# [Directive A]
Copy out the entries word for word, starting at the line that contains "Would you be able to point to the doctor's extended" and running through the end of the entries, both ends included.

# [Excerpted passage]
%%
- Genre: Entertainment
- Written by: Iqbal Munshi
- Directed by: Rupesh D Gohil
- Original languages: Hindi English
- No. of episodes: 157

Production
- Producer: Rupesh D Gohil
- Camera setup: Multi Camera
- Production company: RDG Productions

Original release
- Network: DD National
- Release: 19 May 2004 – 16 May 2007

= Main Banoongi Miss India =

Miss India is an Indian television drama series that aired on DD National from 19 May 2004 to 16 May 2007 on Wednesdays. The series, starring Pakhi Hegde, Shilpa Shinde, Seema Kapoor, Dalip Tahil, Prithvi Zutshi and Vinod Kambli, was directed and produced by Rupesh D Gohil. The story of the serial revolves around a small town girl and her struggle to live a life with dignity. Her journey of life eventually brings her to the glamorous world of modelling.
%%
# [Directive B]
Say whether each statement agrees with the text on the series. Answer yes or no, and quote the words from the text that decide it. (i) The series aired on Wednesdays. (ii) The series was produced by Iqbal Munshi. (iii) The series ran for 157 episodes.

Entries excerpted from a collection
%%
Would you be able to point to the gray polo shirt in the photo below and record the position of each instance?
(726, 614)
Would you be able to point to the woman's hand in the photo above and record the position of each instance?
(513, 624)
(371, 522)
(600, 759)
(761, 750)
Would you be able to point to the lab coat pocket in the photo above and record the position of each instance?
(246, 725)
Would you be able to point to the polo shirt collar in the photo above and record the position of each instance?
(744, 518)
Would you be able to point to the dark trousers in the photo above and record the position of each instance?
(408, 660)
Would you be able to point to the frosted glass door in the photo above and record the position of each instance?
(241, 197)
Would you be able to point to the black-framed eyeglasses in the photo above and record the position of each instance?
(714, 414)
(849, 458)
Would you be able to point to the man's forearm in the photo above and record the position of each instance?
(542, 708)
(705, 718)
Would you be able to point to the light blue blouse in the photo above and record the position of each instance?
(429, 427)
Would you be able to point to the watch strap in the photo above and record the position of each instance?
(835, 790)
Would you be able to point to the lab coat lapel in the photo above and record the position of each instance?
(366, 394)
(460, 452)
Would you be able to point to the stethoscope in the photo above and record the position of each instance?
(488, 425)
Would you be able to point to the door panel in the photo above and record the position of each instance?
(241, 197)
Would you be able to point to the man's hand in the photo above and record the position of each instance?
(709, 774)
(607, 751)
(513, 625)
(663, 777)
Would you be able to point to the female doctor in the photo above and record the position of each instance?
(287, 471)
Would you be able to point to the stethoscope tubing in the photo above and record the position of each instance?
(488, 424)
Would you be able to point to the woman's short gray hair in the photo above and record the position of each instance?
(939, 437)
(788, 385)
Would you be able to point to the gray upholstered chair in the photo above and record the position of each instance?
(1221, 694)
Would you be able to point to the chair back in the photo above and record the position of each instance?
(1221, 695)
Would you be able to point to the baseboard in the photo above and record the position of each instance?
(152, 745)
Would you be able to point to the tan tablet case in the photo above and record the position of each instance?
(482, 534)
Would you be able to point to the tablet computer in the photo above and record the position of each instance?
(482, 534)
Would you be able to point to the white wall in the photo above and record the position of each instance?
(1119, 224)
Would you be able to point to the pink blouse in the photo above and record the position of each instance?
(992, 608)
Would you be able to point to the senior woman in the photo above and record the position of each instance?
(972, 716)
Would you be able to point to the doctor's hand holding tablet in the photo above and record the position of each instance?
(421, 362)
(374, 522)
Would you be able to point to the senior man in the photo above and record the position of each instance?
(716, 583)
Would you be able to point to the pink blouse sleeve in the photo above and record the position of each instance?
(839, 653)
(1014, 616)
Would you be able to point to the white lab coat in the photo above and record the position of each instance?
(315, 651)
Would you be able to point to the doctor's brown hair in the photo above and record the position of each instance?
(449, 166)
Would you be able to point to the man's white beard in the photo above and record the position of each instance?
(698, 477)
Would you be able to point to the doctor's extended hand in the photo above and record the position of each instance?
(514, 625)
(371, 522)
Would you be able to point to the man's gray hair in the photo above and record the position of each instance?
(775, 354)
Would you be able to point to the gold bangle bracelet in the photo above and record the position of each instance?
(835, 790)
%%
# [Full output A]
Would you be able to point to the doctor's extended hand in the photo above and record the position of each instance?
(514, 625)
(371, 522)
Would you be able to point to the man's gray hair in the photo above and record the position of each instance?
(775, 354)
Would you be able to point to the gold bangle bracelet in the photo above and record the position of each instance?
(835, 790)

# [Full output B]
(i) Yes: "aired on DD National from 19 May 2004 to 16 May 2007 on Wednesdays"
(ii) No: "Producer: Rupesh D Gohil"
(iii) Yes: "No. of episodes: 157"